**SUPPLIED RECORDS:**
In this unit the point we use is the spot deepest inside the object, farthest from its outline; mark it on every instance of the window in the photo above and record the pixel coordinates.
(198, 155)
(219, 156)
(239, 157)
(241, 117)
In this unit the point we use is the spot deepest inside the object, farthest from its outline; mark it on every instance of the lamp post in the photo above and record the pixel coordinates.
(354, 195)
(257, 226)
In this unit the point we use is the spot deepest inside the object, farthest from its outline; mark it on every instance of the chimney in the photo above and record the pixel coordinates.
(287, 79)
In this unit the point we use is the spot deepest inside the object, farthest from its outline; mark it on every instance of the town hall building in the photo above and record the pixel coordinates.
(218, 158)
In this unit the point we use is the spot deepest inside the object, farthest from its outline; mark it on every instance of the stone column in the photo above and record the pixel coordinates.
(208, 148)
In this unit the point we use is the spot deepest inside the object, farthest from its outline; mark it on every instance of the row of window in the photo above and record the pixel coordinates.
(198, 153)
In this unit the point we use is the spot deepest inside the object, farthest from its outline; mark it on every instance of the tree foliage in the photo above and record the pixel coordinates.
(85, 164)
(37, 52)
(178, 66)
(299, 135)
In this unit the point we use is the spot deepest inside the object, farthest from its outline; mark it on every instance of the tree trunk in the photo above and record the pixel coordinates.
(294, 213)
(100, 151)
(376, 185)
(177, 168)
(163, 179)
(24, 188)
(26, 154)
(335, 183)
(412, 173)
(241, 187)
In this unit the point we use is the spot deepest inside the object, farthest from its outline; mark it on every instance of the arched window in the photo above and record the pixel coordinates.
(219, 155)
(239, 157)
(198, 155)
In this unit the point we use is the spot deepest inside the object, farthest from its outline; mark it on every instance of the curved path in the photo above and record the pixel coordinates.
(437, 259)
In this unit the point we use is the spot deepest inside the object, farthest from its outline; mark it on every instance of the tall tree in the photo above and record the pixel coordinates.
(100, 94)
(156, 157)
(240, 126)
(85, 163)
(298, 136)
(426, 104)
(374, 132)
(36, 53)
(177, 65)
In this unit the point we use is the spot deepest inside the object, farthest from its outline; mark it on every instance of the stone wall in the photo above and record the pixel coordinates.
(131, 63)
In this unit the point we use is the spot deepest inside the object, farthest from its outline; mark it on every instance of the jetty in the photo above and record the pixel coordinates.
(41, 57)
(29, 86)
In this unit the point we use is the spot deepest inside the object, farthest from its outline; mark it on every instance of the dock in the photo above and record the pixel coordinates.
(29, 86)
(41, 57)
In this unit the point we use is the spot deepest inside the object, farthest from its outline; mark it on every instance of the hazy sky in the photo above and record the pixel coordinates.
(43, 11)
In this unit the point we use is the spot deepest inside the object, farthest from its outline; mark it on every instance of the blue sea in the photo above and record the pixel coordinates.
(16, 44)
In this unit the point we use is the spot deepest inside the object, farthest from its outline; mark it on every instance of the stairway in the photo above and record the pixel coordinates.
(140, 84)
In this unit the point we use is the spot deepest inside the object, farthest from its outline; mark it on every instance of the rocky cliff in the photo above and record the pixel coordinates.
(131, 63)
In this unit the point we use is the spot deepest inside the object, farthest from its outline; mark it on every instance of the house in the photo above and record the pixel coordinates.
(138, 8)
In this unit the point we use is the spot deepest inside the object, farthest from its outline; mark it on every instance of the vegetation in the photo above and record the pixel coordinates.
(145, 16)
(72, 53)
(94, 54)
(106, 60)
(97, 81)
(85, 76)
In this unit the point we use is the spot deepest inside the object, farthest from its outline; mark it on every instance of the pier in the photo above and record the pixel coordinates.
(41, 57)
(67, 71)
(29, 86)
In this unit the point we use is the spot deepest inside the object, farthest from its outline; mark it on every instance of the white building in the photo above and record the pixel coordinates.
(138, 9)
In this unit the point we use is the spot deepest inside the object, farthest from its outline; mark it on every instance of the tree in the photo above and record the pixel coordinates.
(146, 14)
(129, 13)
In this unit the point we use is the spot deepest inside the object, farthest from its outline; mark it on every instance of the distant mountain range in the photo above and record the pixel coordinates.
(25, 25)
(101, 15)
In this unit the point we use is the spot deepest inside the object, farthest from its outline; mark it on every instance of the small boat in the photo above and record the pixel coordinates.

**WHAT YOU ARE ASKED TO DO:** Please repeat the complete material exactly, with nothing omitted.

**YOUR SOLUTION:**
In this unit the point we use is the spot deepest inside the object, farthest from its outline; mark it on every instance of the window in the photo above and record the pixel coordinates.
(198, 155)
(219, 156)
(239, 157)
(241, 117)
In this unit the point we use is the spot deepest inside the object, farthest from its outline; mark it on every instance of the lamp post in the photo above and record the pixel coordinates.
(354, 195)
(257, 226)
In this unit the point we use is the spot deepest inside the object, farthest from its outline; mark it on every instance of the chimney in the photo above and record the pixel coordinates.
(287, 79)
In this unit the point we use is the spot deepest inside the object, farthest from its outline; mark it on every instance of the town hall building in the photo above and record the pixel coordinates.
(218, 158)
In this unit the point we use is the spot deepest inside the object, farthest from its outline; mark it on every instance of the stone column in the photo above and record the pixel coordinates.
(208, 148)
In this unit the point we use is the spot deepest inside the object, farthest from its outline; mark it on every instance of the row of window in the photo above and record the pixel coordinates.
(198, 153)
In this unit the point we use is the spot deepest inside the object, farthest from its outline; mark it on every instance of the tree foliage in the photo above and record the pixel coordinates.
(85, 164)
(37, 52)
(178, 66)
(299, 135)
In this unit the point we use is the spot deepest inside the object, farthest from its outline; mark it on every instance of the tree trunk in the photo above and record the pixel coordinates.
(294, 213)
(100, 151)
(376, 185)
(177, 168)
(163, 179)
(24, 188)
(26, 154)
(335, 183)
(412, 173)
(241, 187)
In this unit the point we use is the spot deepest inside the object, farthest from its outline; mark it on every instance of the arched window in the photo above and record the pixel coordinates.
(219, 155)
(239, 157)
(198, 155)
In this unit the point we use is the spot deepest inside the object, farthest from its outline; mark it on every instance of the curved path in the photo above and record the pixel coordinates.
(437, 259)
In this unit the point we use is the spot deepest inside the object, farthest from its outline; mark it on every instance of the tall tree in the photo above and record the pixel coordinates.
(100, 94)
(156, 157)
(240, 126)
(85, 163)
(298, 136)
(426, 104)
(374, 132)
(36, 53)
(177, 65)
In this unit the point we use is the spot deepest inside the object, farthest from its outline; mark it on every instance of the stone wall in the photo above and record the pixel coordinates.
(131, 63)
In this unit the point we use is the spot deepest inside the object, farthest from its outline; mark it on every instance of the jetty in the photo above and record the pixel coordinates.
(41, 57)
(29, 86)
In this unit the point we use is the spot deepest inside the object, farthest from its outline; mark it on every instance of the dock in the photo above and record the pixel coordinates.
(29, 86)
(41, 57)
In this unit the point we use is the spot deepest inside the object, farthest from its outline; mark it on every instance of the hazy sky in the photo above and record the pixel coordinates.
(43, 11)
In this unit the point we use is the spot deepest inside the object, farthest from its outline; mark it on every instance of the blue sea in the photo above and record the pixel coordinates.
(16, 44)
In this unit the point we use is the spot deepest inside the object, farthest from its outline; mark it on every instance of the stairway in the photo above and record the pixel coordinates.
(140, 84)
In this unit the point we use is the spot deepest inside the object, farthest from its outline; mark it on every instance of the rocky cliff in the photo above and record the pixel coordinates.
(131, 63)
In this unit the point we use is the spot deepest inside the object, farthest from its outline; mark it on every instance of the house in the photo above and record the pixel coordinates.
(138, 8)
In this unit the point we use is the spot deepest inside the object, farthest from its outline; mark it on every instance of the vegetation in the photo above and record the pixel coordinates.
(145, 16)
(72, 53)
(94, 54)
(106, 60)
(97, 81)
(85, 76)
In this unit the point we use is the spot deepest inside the object, farthest from its outline; mark it on every instance of the pier in the photo above and record the pixel coordinates.
(41, 57)
(67, 71)
(29, 86)
In this unit the point we use is the spot deepest inside the object, farthest from its outline; mark it on every instance of the white building in the photo above and record the pixel coordinates.
(138, 9)
In this unit the point we use is the spot deepest inside the object, farthest from its outline; mark it on every instance of the tree in the photo above and record the pixel coordinates.
(146, 14)
(129, 13)
In this unit the point we use is the spot deepest inside the object, farthest from its outline; mark it on every instance of the distant mountain range in the photo above and record the pixel coordinates.
(25, 25)
(101, 15)
In this unit the point we use is the spot deepest inside the object, farthest from its outline; mark it on every instance of the small boat in the photo above and record the pixel coordinates.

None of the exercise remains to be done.